= Assigned task =
Reproduce every line that appears below, precisely and completely.

Saved entries
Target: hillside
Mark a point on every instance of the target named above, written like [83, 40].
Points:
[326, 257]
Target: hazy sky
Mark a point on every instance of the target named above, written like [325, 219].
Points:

= Result below =
Target: hillside
Mark a point on every instance of the target named above, written like [83, 40].
Points:
[326, 257]
Target: hazy sky
Mark a point on every instance of the target named above, written like [325, 219].
Points:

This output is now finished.